* _Supplied passage_:
┏━━

La mujer de mi hermano
|La mujer de mi hermano|
|Directed by||Ricardo de Montreuil|
|Produced by||Stan Jakuvowicz (Shallow Entertainment)|
|Written by||Jaime Bayly|
|Music by||Atif Aslam|
|Distributed by||20th Century Fox (Worldwide) |
Lions Gate Entertainment (United States and Canada)
|October 8, 2005 (Morelia Film Festival) January 12, 2006 (Peru)|
La mujer de mi hermano ("My brother's wife", literally, "The woman of my brother") is a 2005 Peruvian film directed by Ricardo de Montreuil, based on the novel of the same name by the Peruvian writer, journalist and TV host Jaime Bayly. It starred Bárbara Mori, Manolo Cardona, Christian Meier, and Mexican legend Angélica Aragón. Its soundtrack was given by Pakistani singer Atif Aslam.
La Mujer De Mi Hermano ( "My Brother's Wife") could be considered in a category of films that critic Alissa Quart calls 'hyperlink movies', in which multiple stories take place, each affecting the other in ways that characters are unaware of, all the while using radically different aesthetic and cinematic techniques to define the mise en scène of each storyline.
Zoe (Bárbara Mori) is a beautiful woman who has been married to Ignacio (Christian Meier) for nearly a decade. While Zoe still loves her husband, she feels the spark has gone out of their relationship, and she's become restless and anxious. Hoping to find the excitement she craves in forbidden fruit, Zoe falls into an affair with Gonzalo (Manolo Cardona), Ignacio’s rough-edged but handsome brother. During their encounters, she complains to Gonzalo that Ignacio seems uninterested in her sexually as he only makes love to her on Saturdays and rejects her advances regularly. Reciprocating her negative thoughts of Ignacio, Gonzalo accuses him of being jealous as he has gone on to work in his passion of painting. On the other hand, Ignacio is running the family business and blatantly states that Gonzalo is a good-for-nothing and a moocher as he doesn’t work and simply collects his monthly stipend. Ignacio further deems Gonzalo’s painting a waste of time.

┗━━

* _What this exercise asks_:
1) Using the film article, decide whether each statement agrees with it. Answer yes or no for each, and quote the deciding words of the article exactly.
(a) The film is based on a novel by Jaime Bayly.
(b) Zoe has been married to Gonzalo for nearly a decade.
(c) Gonzalo runs the family business.
2) Rescale the entries between the line holding "Exercise. Point out the visible" and the line holding "(1234, 238)", inclusive. Write out every line in that range and change only the coordinate pairs, multiplying each coordinate by 1.85 and rounding to a whole number, with halves rounded up.

* _Materials provided_:

┏━━

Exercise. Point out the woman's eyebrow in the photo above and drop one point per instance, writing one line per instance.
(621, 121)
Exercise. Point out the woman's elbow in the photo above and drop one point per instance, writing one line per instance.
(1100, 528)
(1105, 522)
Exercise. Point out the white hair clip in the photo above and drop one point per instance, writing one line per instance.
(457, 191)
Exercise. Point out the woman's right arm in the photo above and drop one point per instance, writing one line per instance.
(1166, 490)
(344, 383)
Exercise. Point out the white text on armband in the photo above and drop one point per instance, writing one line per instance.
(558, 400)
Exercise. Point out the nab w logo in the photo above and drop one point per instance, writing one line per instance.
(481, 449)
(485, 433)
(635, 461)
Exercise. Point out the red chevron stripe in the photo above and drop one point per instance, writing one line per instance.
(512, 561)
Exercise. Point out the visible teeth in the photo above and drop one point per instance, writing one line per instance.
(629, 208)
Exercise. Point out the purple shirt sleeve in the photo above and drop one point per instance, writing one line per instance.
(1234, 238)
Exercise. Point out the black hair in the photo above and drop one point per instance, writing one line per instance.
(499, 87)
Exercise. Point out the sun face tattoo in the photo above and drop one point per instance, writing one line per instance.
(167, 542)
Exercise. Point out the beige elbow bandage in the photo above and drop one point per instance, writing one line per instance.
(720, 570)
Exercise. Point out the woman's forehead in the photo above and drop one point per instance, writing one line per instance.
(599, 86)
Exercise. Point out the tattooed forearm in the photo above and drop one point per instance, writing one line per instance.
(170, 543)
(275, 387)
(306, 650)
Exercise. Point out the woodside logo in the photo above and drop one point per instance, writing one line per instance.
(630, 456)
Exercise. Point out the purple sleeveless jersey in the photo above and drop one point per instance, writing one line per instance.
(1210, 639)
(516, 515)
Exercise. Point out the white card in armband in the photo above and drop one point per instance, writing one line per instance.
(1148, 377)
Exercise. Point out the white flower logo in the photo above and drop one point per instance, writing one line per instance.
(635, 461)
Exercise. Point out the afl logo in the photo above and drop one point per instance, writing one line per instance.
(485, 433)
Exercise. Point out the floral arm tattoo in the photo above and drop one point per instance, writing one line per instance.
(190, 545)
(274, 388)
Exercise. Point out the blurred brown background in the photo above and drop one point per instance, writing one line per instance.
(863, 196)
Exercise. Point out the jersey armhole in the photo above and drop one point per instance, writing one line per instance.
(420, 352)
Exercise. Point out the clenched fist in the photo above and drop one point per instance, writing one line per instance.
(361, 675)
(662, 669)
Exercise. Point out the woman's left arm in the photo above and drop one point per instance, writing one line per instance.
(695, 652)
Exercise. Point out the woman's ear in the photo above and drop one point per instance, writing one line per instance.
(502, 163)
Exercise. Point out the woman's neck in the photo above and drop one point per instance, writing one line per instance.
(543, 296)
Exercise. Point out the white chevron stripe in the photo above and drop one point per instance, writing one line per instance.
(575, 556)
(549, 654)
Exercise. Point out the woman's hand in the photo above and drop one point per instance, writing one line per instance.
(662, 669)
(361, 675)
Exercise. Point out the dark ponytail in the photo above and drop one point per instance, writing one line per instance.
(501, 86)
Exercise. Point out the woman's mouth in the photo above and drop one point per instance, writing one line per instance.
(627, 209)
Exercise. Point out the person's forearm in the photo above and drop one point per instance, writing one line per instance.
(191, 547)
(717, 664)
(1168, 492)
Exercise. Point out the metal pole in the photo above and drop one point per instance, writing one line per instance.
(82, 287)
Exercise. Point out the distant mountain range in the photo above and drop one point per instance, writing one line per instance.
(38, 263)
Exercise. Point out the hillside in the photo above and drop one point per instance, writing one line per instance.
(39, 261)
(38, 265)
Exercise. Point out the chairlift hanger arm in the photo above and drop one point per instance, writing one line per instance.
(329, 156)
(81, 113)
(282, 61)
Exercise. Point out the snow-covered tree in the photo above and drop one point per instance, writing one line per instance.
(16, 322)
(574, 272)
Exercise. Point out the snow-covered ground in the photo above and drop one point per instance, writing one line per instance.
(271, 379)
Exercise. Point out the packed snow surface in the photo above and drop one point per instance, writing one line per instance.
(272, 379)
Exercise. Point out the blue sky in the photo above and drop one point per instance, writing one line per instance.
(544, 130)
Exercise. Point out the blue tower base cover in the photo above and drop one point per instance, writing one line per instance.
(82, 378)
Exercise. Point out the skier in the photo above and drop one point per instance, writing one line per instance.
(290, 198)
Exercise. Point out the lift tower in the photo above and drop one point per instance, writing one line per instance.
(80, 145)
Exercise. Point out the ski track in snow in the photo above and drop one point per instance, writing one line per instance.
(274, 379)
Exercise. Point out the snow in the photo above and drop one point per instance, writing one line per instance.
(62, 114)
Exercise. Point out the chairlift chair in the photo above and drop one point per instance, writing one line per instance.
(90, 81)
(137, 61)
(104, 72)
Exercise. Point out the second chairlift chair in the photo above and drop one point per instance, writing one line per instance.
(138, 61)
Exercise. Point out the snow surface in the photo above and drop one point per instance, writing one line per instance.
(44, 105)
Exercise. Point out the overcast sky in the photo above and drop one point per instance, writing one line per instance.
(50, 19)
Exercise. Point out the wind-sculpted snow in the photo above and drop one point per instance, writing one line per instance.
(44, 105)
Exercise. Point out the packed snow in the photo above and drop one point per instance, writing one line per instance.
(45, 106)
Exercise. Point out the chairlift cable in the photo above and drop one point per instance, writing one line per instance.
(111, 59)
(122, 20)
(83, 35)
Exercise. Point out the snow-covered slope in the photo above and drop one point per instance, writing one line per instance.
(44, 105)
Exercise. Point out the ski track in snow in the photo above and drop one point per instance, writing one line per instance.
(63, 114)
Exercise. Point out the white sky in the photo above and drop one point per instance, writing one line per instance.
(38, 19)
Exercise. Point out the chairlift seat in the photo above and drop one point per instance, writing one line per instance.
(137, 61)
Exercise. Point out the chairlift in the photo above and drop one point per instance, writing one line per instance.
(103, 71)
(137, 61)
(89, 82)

┗━━

* _Results by task_:
1)
(a) Yes: "based on the novel of the same name by the Peruvian writer, journalist and TV host Jaime Bayly"
(b) No: "has been married to Ignacio (Christian Meier) for nearly a decade"
(c) No: "Ignacio is running the family business"

2)
Exercise. Point out the visible teeth in the photo above and drop one point per instance, writing one line per instance.
(1164, 385)
Exercise. Point out the purple shirt sleeve in the photo above and drop one point per instance, writing one line per instance.
(2283, 440)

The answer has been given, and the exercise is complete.